▶ Exercício proposto A
Repita integralmente, sem nenhuma alteração, o texto abaixo sobre a série Bebê Rena.

▶ Texto de leitura
# # # # #

Fascínio e horror em “Bebê Rena”
De uma marca traumática a outra, o protagonista da nossa tragicomédia contemporânea vai nos ensinando que fascínio e horror são duas faces da mesma moeda, que muitas vezes somos capturados por objetos que não sabemos conjugar com nossos desejos e que para perpetuar nossa relação fantasmática com eles podemos ir muito longe, até que o último grão seja destruído.
SEM SPOILERS
Por Cauana Mestre
Uma criança vai ao teatro pela primeira vez. Pede uma pipoca colorida, suco de uva, senta-se confortavelmente na primeira fila e olha para a mãe, entusiasmada pelo movimento, sem conter a energia. Mas de repente as luzes se apagam, as cortinas se abrem e chega ao palco um pirata de voz grave e passos pesados. A plateia fica em silêncio e a potência do teatro atinge a menina, que começa a chorar copiosamente até que a mãe a leve embora. Assisti a essa cena tempos atrás e assim que terminei de ver Bebê Rena me lembrei dela. O impacto da surpresa que se desdobra para o espectador em uma experiência de angústia é o fundamento da série, que nos pede o tempo todo um pouco mais de coragem – até destruir camadas e camadas de expectativas. Ao longo dos primeiros episódios eu esperei que o hilário se consolidasse e que o sofrimento do protagonista fosse exorcizado pela via do humor, mas não é isso que acontece e, como a menina da minha anedota, eu só queria que a força da peça terminasse.
Richard Gadd (na série como Donny Dunn) produz e encena a própria história – do encontro com uma stalker que persegue sua vida a outras situações de abuso. Seu projeto começou em Edimburgo, com um monólogo que depois conquistou plateias ao longo da Europa. Na peça, Martha – a stalker – era representada por um banco vazio no meio do palco. O que dava corpo à violência eram as mensagens que ela lhe enviou no período da perseguição, reproduzidas por multimídias ao longo da peça. Na adaptação para Netflix, Martha é interpretada por Jessica Gunning, que consegue provocar uma mistura tão grande de afetos que é impossível reduzi-la a qualquer determinação.

# # # # #

▶ Listagem do exercício

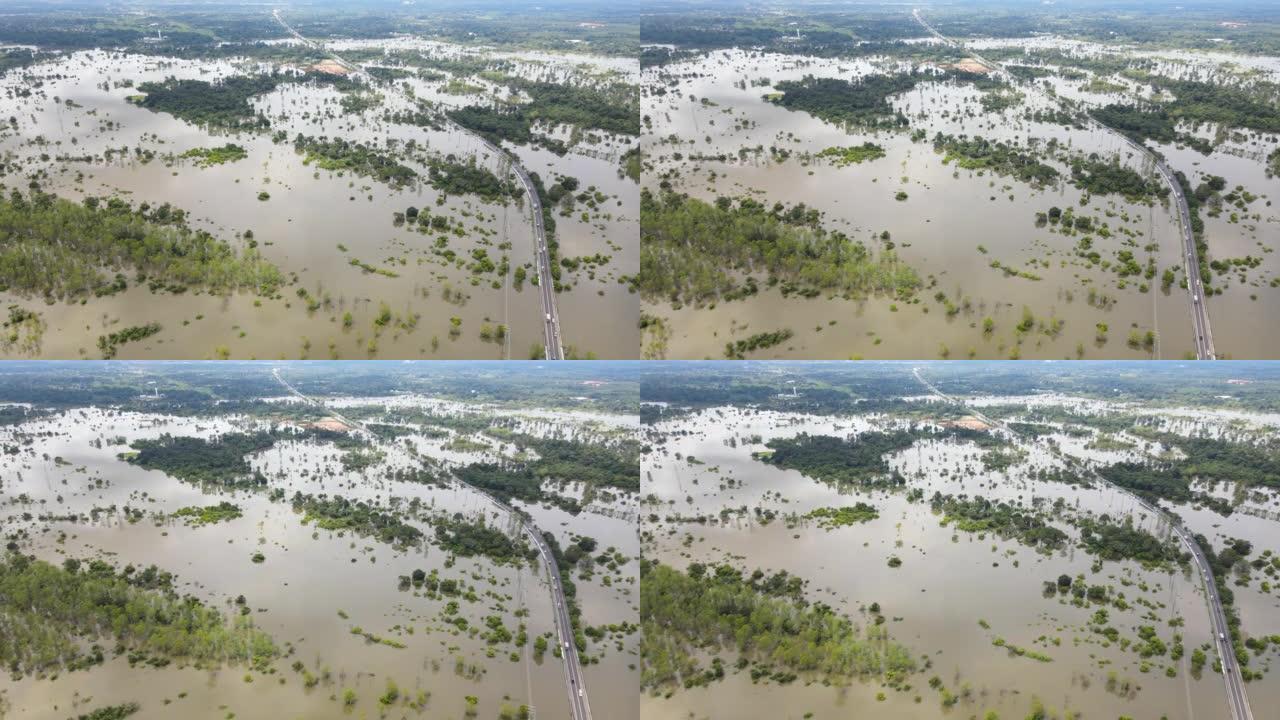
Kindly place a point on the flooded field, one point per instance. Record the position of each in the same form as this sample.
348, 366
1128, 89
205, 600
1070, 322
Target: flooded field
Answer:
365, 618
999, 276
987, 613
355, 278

# # # # #

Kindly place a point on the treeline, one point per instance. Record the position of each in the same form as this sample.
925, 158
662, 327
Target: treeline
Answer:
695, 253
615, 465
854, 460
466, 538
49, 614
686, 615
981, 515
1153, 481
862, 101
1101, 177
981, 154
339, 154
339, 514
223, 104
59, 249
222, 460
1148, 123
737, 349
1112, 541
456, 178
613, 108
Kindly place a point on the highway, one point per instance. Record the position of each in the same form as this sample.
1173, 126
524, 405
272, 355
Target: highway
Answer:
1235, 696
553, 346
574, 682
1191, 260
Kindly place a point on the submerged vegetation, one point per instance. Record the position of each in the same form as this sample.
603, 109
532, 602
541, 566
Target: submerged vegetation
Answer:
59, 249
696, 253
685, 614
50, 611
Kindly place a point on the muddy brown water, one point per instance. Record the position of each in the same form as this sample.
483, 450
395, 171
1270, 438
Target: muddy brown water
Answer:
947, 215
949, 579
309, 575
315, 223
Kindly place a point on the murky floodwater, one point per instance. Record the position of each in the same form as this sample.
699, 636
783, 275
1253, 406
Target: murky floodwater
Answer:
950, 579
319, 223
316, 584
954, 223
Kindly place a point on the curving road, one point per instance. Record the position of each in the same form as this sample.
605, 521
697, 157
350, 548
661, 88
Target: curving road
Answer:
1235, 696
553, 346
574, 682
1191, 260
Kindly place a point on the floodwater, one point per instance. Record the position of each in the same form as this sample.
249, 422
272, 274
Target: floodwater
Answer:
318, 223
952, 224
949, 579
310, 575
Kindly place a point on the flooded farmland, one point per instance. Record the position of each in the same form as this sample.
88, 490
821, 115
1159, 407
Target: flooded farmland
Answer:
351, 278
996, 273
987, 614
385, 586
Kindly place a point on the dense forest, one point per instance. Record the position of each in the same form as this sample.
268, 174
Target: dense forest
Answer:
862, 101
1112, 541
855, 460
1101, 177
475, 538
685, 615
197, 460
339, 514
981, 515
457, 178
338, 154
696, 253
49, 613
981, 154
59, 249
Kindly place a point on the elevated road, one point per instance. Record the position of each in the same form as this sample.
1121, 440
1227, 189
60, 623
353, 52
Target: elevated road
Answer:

# # # # #

▶ Exercício proposto B
Selecione na listagem acima todas as linhas que contêm a palavra "submerged" e copie-as. Diferencie maiúsculas de minúsculas.

▶ Resposta completa A
Fascínio e horror em “Bebê Rena”
De uma marca traumática a outra, o protagonista da nossa tragicomédia contemporânea vai nos ensinando que fascínio e horror são duas faces da mesma moeda, que muitas vezes somos capturados por objetos que não sabemos conjugar com nossos desejos e que para perpetuar nossa relação fantasmática com eles podemos ir muito longe, até que o último grão seja destruído.
SEM SPOILERS
Por Cauana Mestre
Uma criança vai ao teatro pela primeira vez. Pede uma pipoca colorida, suco de uva, senta-se confortavelmente na primeira fila e olha para a mãe, entusiasmada pelo movimento, sem conter a energia. Mas de repente as luzes se apagam, as cortinas se abrem e chega ao palco um pirata de voz grave e passos pesados. A plateia fica em silêncio e a potência do teatro atinge a menina, que começa a chorar copiosamente até que a mãe a leve embora. Assisti a essa cena tempos atrás e assim que terminei de ver Bebê Rena me lembrei dela. O impacto da surpresa que se desdobra para o espectador em uma experiência de angústia é o fundamento da série, que nos pede o tempo todo um pouco mais de coragem – até destruir camadas e camadas de expectativas. Ao longo dos primeiros episódios eu esperei que o hilário se consolidasse e que o sofrimento do protagonista fosse exorcizado pela via do humor, mas não é isso que acontece e, como a menina da minha anedota, eu só queria que a força da peça terminasse.
Richard Gadd (na série como Donny Dunn) produz e encena a própria história – do encontro com uma stalker que persegue sua vida a outras situações de abuso. Seu projeto começou em Edimburgo, com um monólogo que depois conquistou plateias ao longo da Europa. Na peça, Martha – a stalker – era representada por um banco vazio no meio do palco. O que dava corpo à violência eram as mensagens que ela lhe enviou no período da perseguição, reproduzidas por multimídias ao longo da peça. Na adaptação para Netflix, Martha é interpretada por Jessica Gunning, que consegue provocar uma mistura tão grande de afetos que é impossível reduzi-la a qualquer determinação.

▶ Resposta completa B
Kindly place a point on the submerged vegetation, one point per instance. Record the position of each in the same form as this sample.
Target: submerged vegetation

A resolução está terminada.